==== EXTRACTED DATA

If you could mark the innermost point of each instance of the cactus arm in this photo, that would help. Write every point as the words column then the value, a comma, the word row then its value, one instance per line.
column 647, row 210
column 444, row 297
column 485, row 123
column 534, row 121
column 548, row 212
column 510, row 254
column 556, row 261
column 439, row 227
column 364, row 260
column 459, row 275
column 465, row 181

========

TASK OBJECTIVE:
Nothing but an exact copy of the records belongs in the answer.

OUTPUT OF THE EXERCISE:
If you could mark the innermost point of each instance of the cactus arm in this photo, that would help. Write every point as the words column then the value, a comma, the word row then its value, one instance per line.
column 647, row 210
column 444, row 297
column 485, row 123
column 534, row 121
column 548, row 212
column 510, row 254
column 556, row 261
column 439, row 227
column 364, row 260
column 459, row 275
column 465, row 181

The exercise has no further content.